§ **WHAT THIS TASK INVOLVES**
Turn every line of the records below into a numbered list, leaving out the blank lines.

Object outline annotations
········

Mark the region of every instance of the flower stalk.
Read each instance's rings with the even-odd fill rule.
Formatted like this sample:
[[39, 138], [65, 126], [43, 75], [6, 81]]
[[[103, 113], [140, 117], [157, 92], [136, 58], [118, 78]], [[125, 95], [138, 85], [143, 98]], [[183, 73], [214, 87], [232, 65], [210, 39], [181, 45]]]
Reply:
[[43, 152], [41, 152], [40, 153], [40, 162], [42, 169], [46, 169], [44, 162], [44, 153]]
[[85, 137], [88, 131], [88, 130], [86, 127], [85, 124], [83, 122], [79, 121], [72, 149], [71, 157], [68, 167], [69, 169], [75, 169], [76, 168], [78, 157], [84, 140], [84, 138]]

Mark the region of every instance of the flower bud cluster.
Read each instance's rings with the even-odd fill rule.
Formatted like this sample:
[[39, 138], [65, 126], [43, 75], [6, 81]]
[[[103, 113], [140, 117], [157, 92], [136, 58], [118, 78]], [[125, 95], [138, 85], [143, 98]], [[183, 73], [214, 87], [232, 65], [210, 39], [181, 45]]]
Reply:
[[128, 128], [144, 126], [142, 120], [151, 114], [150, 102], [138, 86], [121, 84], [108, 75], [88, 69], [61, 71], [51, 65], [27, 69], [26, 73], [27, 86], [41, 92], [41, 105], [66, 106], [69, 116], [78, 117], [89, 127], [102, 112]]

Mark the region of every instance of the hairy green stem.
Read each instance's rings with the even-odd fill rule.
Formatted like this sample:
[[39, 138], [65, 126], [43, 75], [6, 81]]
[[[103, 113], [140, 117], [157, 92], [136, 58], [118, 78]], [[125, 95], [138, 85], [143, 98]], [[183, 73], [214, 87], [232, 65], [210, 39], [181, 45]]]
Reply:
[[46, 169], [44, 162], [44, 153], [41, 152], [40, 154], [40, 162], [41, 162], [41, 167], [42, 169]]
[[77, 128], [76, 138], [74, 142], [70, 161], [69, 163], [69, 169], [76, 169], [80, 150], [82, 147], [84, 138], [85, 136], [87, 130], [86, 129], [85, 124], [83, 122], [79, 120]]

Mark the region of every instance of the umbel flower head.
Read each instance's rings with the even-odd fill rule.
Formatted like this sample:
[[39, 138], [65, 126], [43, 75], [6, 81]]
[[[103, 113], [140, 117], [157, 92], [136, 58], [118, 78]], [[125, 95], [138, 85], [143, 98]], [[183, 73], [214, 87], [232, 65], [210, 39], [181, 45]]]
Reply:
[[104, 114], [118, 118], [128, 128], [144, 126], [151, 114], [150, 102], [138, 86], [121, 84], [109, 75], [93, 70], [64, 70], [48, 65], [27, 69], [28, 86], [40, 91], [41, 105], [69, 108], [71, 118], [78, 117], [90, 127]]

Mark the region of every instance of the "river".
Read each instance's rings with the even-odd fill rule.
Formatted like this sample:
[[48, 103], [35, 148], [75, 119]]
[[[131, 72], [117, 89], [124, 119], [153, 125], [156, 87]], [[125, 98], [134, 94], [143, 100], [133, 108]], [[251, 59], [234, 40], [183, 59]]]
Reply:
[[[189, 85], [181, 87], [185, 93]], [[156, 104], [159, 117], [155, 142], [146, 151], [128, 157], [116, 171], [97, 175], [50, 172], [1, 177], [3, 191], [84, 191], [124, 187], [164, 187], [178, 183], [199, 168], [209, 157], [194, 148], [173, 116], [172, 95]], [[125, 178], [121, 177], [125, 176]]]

········

§ **RESPONSE**
1. Mark the region of every instance of the flower stalk.
2. Read each instance's rings with the even-odd fill rule.
3. Formatted like this sample:
4. [[39, 138], [65, 126], [43, 75], [6, 81]]
5. [[[103, 113], [140, 117], [157, 92], [136, 58], [118, 78]], [[125, 95], [138, 85], [143, 98]], [[183, 73], [214, 87], [232, 65], [210, 39], [181, 45]]]
6. Reply:
7. [[43, 152], [41, 152], [40, 153], [40, 162], [42, 169], [46, 169], [44, 162], [44, 153]]
8. [[85, 137], [88, 131], [88, 130], [86, 127], [85, 124], [83, 122], [79, 121], [72, 149], [71, 157], [68, 167], [69, 169], [75, 169], [76, 168], [78, 157], [84, 140], [84, 138]]
9. Mark the region of every instance of the flower bud cluster.
10. Read each instance's rings with the even-odd fill rule.
11. Formatted like this sample:
12. [[39, 138], [65, 126], [43, 75], [6, 81]]
13. [[[103, 113], [140, 117], [157, 92], [136, 58], [118, 78]], [[125, 95], [138, 85], [143, 98]], [[183, 73], [214, 87], [232, 65], [210, 39], [181, 45]]]
14. Reply:
15. [[128, 128], [144, 126], [142, 120], [151, 114], [150, 102], [138, 86], [121, 84], [108, 75], [88, 69], [61, 71], [51, 65], [27, 69], [26, 73], [27, 86], [41, 92], [41, 105], [66, 106], [69, 116], [78, 117], [89, 127], [102, 112]]
16. Mark the region of every instance of the hairy green stem.
17. Read each instance's rings with the even-odd fill rule.
18. Formatted like this sample:
19. [[39, 138], [65, 126], [43, 75], [6, 81]]
20. [[[103, 113], [140, 117], [157, 92], [136, 58], [118, 78]], [[125, 95], [138, 85], [143, 98]], [[183, 73], [214, 87], [232, 65], [210, 39], [181, 45]]]
21. Reply:
22. [[46, 169], [44, 162], [44, 153], [41, 152], [40, 154], [40, 162], [41, 162], [41, 167], [42, 169]]
23. [[77, 128], [76, 138], [74, 142], [70, 161], [69, 163], [69, 169], [76, 169], [80, 150], [82, 147], [84, 138], [85, 136], [87, 130], [86, 129], [85, 124], [83, 122], [79, 120]]
24. Mark the region of every instance of the umbel flower head.
25. Read each instance's rings with the even-odd fill rule.
26. Formatted like this sample:
27. [[39, 138], [65, 126], [43, 75], [6, 81]]
28. [[[103, 113], [140, 117], [157, 92], [136, 58], [118, 78]], [[125, 95], [138, 85], [143, 98]], [[183, 73], [214, 87], [232, 65], [210, 39], [181, 45]]]
29. Reply:
30. [[104, 114], [118, 118], [128, 128], [144, 126], [151, 114], [150, 102], [138, 86], [121, 84], [109, 75], [93, 70], [64, 70], [48, 65], [27, 69], [28, 86], [40, 91], [41, 105], [69, 108], [71, 118], [78, 117], [90, 127]]
31. Mark the region of every instance of the "river".
32. Read each instance's rings with the even-odd fill rule.
33. Formatted like this sample:
34. [[48, 103], [35, 148], [75, 119]]
35. [[[131, 72], [117, 89], [124, 119], [153, 125], [156, 87]], [[125, 98], [134, 94], [143, 100], [133, 108]], [[251, 59], [234, 40], [183, 59]]]
36. Reply:
37. [[[189, 85], [181, 87], [185, 93]], [[156, 104], [159, 117], [155, 142], [146, 151], [128, 157], [116, 171], [97, 175], [50, 172], [1, 177], [3, 191], [84, 191], [124, 187], [164, 187], [178, 183], [199, 168], [209, 157], [194, 148], [173, 116], [172, 95]], [[125, 178], [121, 177], [125, 176]]]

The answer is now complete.